* Start *
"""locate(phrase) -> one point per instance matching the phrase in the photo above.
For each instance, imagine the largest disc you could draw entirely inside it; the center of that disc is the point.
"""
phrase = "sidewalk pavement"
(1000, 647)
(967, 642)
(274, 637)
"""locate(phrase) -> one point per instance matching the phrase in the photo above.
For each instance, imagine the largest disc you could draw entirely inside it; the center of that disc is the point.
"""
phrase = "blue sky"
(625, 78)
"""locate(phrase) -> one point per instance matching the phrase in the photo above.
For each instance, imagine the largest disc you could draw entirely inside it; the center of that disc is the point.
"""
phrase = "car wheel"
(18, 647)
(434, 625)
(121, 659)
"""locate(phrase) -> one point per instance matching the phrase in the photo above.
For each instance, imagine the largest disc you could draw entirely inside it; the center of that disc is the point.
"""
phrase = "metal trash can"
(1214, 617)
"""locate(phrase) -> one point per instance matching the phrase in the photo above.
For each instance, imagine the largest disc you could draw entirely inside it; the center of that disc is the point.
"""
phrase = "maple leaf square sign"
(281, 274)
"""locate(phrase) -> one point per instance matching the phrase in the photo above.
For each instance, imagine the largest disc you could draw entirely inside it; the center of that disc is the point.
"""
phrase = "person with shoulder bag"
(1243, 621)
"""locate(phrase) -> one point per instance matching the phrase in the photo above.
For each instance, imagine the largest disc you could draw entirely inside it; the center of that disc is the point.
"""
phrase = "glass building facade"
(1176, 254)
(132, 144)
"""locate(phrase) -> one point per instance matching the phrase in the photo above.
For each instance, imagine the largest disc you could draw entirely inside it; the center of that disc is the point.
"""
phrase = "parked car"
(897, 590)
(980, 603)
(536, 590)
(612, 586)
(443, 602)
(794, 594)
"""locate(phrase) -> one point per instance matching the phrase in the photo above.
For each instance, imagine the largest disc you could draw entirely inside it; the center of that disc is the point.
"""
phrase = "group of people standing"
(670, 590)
* End *
# PROMPT:
Rewrite the items from their beginning through the line containing "(1214, 617)", putting "circle" wherever "disc" appears and changing nothing else.

# EXERCISE RESPONSE:
"""locate(phrase) -> one point per instance matching the phrase in the photo above.
For each instance, imagine the largest circle you could draw entirely inside it; the center of that circle is the point.
"""
phrase = "sidewalk pavement"
(1000, 647)
(967, 642)
(274, 637)
"""locate(phrase) -> one point per instance matching the phrase in the photo above.
For each instance, imagine the largest circle you could draw entirely inside it; the center of that circle is the point.
"""
phrase = "blue sky"
(625, 78)
"""locate(phrase) -> one point per instance matching the phrase in the photo above.
For each instance, imagine the largest circle you could draw entirely inside it; the center of that circle is the point.
"""
phrase = "car wheel"
(18, 647)
(434, 625)
(121, 659)
"""locate(phrase) -> one point per instance matching the phrase in the photo above.
For each instance, imagine the largest circle you could draw entirely inside it; the center of that circle is the point.
"""
phrase = "metal trash can"
(1214, 617)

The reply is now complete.